**DOCUMENT EXCERPT**
%%

Parliament announced the independent panel to assess and report back within 30 days whether there is a case to consider Busisiwe Mkhwebane’s removal.

First published in the Daily Maverick 168 weekly newspaper.

Sometimes what affects the House happens outside it. Like the next round in the Public Protector’s protracted court battle against the inquiry into her removal from office. This week Public Protector Busisiwe Mkhwebane asked for leave to appeal the dismissal of her bid for an interdict to stop Parliament from inquiring into whether or not she’s fit for office.

On 9 October, Judge Vincent Saldanha, with fellow Western Cape High Court judges Monde Samela and Elize Steyn, dismissed Mkhwebane’s application.

“It is moreover not only in the public interest, but of equal importance are considerations by this court of not unduly intruding into the terrain of the National Assembly that is constitutionally mandated of holding the applicant accountable…”

%%

**DATASET EXCERPTS**
%%

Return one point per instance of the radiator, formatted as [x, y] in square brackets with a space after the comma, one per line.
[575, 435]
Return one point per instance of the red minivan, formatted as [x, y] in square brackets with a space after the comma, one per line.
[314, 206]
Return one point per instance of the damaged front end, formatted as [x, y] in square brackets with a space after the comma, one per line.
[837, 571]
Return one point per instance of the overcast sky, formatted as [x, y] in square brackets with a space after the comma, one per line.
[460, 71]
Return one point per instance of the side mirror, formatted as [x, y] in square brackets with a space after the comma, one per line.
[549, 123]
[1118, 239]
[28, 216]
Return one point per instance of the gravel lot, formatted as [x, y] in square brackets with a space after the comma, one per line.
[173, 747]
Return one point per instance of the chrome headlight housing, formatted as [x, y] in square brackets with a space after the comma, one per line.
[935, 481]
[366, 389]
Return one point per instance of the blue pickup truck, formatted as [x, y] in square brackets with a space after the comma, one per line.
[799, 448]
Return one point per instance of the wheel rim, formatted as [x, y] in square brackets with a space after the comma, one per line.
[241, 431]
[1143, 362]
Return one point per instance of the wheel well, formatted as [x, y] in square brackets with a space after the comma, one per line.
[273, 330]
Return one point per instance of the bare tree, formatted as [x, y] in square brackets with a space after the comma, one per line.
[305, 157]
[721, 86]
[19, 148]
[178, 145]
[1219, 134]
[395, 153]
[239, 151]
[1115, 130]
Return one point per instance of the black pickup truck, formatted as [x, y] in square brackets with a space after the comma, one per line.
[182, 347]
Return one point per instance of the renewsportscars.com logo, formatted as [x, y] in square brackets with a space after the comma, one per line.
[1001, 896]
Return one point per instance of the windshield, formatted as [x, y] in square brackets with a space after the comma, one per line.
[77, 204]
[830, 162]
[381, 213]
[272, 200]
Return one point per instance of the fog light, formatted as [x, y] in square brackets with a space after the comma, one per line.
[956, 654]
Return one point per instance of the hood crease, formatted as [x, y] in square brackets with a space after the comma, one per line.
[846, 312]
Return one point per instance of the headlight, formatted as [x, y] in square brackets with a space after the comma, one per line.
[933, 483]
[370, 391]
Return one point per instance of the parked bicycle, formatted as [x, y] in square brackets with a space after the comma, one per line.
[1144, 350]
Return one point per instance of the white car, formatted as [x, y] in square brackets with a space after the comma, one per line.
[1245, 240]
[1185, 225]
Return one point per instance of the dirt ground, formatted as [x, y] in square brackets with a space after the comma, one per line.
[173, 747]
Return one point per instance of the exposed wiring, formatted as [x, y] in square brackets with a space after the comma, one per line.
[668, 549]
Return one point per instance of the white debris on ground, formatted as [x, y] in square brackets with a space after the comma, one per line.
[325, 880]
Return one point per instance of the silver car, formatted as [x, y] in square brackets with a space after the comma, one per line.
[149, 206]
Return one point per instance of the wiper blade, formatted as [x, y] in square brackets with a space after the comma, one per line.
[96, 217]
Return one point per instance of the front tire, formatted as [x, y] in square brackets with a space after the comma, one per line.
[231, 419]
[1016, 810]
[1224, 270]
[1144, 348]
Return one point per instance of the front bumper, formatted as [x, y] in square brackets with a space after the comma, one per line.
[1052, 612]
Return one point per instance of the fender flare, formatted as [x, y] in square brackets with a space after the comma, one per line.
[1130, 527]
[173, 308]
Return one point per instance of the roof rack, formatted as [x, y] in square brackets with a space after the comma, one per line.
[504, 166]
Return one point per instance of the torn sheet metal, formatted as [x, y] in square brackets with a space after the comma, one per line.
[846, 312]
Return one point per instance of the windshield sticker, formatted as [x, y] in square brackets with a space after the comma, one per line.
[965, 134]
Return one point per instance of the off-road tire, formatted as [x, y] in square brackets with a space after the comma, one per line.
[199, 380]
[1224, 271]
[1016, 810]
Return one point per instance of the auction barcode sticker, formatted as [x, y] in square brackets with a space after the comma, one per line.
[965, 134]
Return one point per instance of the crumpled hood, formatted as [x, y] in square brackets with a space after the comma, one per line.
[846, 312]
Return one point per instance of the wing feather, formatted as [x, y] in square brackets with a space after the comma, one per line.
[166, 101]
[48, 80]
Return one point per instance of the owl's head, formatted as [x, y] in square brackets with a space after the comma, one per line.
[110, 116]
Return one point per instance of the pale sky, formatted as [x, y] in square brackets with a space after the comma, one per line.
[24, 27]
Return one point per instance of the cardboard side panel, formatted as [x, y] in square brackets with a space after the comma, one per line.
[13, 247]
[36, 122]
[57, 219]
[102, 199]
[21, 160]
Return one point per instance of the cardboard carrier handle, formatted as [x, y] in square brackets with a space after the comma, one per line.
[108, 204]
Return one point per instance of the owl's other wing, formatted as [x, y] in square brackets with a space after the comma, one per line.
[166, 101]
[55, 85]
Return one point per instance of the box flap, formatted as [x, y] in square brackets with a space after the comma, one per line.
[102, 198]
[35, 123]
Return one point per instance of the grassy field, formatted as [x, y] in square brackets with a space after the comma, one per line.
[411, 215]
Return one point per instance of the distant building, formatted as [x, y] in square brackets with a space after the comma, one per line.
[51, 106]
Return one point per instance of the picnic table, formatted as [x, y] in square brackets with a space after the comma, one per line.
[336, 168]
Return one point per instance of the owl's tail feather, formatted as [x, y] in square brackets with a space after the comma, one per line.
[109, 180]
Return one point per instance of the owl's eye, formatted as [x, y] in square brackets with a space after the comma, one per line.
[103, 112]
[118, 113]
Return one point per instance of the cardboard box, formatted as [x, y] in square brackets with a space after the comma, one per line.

%%

**TASKS TO COMPLETE**
1/ According to the news excerpt about the Public Protector, how many days does the independent panel have to assess and report back?
2/ In the news excerpt about the Public Protector, why does the writer discuss a court case in a piece about the House? Answer in one or two sentences.
3/ List every Western Cape High Court judge that the news excerpt about the Public Protector names as dismissing Mkhwebane's application.

**SOLUTIONS FOR EACH TASK**
1/ 30 days.

2/ The writer notes that what affects the House sometimes happens outside it. The Public Protector's court battle against Parliament's inquiry into her removal from office is one such matter.

3/
- Vincent Saldanha
- Monde Samela
- Elize Steyn